▶ _RECORD EXCERPTS_

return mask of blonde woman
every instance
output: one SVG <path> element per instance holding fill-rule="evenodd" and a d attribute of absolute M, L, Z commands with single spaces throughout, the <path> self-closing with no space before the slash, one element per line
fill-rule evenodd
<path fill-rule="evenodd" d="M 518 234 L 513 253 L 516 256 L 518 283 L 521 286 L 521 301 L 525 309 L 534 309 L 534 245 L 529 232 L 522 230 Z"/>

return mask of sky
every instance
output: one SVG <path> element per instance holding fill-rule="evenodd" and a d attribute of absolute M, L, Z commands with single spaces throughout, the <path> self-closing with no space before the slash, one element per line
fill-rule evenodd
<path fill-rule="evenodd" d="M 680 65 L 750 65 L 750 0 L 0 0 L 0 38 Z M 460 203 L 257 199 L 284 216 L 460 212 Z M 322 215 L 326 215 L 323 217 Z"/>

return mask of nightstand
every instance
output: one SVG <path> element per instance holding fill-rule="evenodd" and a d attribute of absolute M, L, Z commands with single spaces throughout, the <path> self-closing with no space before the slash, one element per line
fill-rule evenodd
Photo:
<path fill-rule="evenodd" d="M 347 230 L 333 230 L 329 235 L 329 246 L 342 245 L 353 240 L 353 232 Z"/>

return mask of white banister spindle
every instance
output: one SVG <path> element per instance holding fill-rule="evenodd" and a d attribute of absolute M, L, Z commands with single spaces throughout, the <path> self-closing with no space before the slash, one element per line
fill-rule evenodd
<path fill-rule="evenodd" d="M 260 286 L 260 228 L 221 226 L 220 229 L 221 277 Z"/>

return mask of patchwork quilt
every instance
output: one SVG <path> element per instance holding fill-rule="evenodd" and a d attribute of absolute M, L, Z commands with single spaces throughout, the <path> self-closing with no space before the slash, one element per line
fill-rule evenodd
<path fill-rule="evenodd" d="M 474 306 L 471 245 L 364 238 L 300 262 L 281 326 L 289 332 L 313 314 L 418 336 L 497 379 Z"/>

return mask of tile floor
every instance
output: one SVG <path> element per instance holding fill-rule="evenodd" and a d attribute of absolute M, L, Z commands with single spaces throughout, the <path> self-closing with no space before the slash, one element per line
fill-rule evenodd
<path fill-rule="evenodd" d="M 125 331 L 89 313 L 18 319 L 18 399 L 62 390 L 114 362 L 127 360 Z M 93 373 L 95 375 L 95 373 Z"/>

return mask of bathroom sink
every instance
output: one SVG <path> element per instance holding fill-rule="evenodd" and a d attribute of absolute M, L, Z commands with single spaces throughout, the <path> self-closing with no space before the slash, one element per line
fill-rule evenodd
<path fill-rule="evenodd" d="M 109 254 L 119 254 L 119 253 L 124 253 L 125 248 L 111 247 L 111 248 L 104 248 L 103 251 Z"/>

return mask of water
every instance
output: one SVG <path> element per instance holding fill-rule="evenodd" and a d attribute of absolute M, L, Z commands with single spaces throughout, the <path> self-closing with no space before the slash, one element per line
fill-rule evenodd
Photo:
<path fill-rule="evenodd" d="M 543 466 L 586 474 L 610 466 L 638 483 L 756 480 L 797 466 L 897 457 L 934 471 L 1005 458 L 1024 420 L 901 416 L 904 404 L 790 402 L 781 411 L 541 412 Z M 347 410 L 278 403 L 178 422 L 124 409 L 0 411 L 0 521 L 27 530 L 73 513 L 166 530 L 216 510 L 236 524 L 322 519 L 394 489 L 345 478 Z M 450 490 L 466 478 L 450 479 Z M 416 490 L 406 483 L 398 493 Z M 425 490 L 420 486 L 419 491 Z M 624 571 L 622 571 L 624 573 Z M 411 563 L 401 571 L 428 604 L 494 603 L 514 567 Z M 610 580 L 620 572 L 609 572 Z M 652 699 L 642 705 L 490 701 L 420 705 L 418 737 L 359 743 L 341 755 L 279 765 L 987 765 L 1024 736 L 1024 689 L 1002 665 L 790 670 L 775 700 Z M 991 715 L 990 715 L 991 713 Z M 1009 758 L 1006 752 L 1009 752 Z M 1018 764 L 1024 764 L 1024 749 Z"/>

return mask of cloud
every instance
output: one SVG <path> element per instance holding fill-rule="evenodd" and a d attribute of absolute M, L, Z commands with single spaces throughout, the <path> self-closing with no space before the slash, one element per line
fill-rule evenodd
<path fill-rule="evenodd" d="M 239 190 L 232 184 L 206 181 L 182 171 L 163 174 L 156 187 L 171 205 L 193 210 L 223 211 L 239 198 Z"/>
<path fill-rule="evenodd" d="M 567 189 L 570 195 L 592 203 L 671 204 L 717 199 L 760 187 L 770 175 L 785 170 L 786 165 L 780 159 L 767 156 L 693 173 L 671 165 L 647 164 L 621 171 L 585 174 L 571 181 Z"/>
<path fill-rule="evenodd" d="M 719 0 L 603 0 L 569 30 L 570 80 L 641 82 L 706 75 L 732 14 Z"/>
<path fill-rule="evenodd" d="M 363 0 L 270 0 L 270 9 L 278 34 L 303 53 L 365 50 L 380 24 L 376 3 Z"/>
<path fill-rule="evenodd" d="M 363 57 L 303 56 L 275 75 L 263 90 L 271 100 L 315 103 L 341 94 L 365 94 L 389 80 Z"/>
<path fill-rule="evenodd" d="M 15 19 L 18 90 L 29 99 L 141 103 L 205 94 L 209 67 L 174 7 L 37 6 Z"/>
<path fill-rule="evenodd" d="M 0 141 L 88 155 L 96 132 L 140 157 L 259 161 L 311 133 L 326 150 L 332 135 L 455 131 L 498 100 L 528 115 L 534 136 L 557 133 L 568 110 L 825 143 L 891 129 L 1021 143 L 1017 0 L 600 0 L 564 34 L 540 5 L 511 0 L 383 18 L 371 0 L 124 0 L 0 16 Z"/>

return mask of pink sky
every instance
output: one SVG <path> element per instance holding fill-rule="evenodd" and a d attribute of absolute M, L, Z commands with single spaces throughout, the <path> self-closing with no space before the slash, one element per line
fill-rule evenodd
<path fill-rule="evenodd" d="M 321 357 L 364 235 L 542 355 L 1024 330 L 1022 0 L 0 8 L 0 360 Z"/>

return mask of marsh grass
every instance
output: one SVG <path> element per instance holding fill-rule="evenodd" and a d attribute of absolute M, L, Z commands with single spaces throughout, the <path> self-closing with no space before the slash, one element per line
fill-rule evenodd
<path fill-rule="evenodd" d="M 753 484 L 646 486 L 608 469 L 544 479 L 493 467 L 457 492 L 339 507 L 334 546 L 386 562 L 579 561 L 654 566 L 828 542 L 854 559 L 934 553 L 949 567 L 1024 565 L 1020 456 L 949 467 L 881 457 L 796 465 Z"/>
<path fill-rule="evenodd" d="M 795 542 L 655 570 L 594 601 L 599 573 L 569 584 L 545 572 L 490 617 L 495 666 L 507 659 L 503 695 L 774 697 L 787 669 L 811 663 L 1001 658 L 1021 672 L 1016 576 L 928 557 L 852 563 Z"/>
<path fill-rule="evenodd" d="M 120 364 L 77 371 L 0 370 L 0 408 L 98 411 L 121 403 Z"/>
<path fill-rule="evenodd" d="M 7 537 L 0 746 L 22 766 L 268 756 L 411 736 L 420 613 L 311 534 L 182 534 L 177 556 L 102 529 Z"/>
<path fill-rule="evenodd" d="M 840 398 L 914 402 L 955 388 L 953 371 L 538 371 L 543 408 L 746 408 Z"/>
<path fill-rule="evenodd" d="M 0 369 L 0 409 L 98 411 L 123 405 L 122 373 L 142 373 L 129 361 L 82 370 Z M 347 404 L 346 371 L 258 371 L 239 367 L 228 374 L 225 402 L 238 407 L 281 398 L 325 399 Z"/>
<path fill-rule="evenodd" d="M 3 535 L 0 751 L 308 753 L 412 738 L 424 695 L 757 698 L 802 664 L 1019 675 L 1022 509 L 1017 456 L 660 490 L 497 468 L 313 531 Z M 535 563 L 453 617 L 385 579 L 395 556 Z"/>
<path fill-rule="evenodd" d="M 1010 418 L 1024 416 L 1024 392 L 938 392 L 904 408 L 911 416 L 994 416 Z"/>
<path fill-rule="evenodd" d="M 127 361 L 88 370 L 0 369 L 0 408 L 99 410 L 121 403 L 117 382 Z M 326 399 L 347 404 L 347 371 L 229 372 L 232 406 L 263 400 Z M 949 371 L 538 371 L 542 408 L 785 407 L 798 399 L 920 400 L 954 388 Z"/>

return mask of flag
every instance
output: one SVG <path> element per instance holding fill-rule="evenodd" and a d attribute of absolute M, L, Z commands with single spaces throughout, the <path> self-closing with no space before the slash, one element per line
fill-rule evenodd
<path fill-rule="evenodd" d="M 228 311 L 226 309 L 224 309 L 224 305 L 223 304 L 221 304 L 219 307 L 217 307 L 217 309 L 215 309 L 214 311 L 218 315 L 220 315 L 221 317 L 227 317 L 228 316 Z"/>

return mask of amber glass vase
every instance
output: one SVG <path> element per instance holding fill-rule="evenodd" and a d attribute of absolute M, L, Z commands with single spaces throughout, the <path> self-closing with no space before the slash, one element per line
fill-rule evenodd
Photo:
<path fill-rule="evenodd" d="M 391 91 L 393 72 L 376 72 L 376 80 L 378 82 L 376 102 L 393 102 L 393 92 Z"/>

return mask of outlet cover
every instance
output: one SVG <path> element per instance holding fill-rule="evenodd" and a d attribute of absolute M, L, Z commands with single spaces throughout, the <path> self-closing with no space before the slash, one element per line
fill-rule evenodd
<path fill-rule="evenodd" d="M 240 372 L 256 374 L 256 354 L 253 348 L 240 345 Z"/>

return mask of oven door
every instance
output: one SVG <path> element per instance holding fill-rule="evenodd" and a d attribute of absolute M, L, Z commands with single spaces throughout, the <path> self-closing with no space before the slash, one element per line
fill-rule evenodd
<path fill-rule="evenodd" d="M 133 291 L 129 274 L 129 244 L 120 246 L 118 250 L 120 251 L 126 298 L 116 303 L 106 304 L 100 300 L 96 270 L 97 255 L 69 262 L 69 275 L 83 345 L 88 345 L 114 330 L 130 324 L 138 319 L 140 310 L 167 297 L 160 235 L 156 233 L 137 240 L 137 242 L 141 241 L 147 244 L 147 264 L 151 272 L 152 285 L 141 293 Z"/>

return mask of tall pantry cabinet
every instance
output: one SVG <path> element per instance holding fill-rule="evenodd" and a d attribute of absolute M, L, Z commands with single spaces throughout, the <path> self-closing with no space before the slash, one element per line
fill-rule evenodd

▶ _WHAT THE EXERCISE ASKS_
Give back exactly the lines starting at the one with "return mask of outlet cover" and running to the end of the listing. Include both ends.

▶ _ANSWER FOR THIS EXERCISE_
return mask of outlet cover
every instance
output: one SVG <path> element per instance holding fill-rule="evenodd" and a d attribute of absolute M, L, Z commands with single spaces throughout, the <path> self-closing with no space before the slash, one element per line
fill-rule evenodd
<path fill-rule="evenodd" d="M 240 372 L 256 374 L 256 354 L 253 348 L 240 345 Z"/>

return mask of oven door
every instance
output: one SVG <path> element per instance holding fill-rule="evenodd" and a d attribute of absolute M, L, Z commands with single spaces throughout, the <path> self-closing with no space before the slash, one element per line
fill-rule evenodd
<path fill-rule="evenodd" d="M 133 291 L 129 274 L 129 244 L 120 246 L 118 250 L 120 251 L 126 298 L 116 303 L 106 304 L 100 300 L 96 270 L 97 255 L 69 262 L 69 275 L 83 345 L 88 345 L 114 330 L 130 324 L 138 319 L 140 310 L 167 297 L 160 235 L 156 233 L 137 240 L 137 242 L 141 241 L 147 244 L 147 264 L 151 272 L 152 285 L 141 293 Z"/>

return mask of tall pantry cabinet
every instance
output: one SVG <path> element per instance holding fill-rule="evenodd" and a d attribute of absolute M, L, Z commands with single spaces throughout, the <path> self-closing with no space before the slash, one element per line
fill-rule evenodd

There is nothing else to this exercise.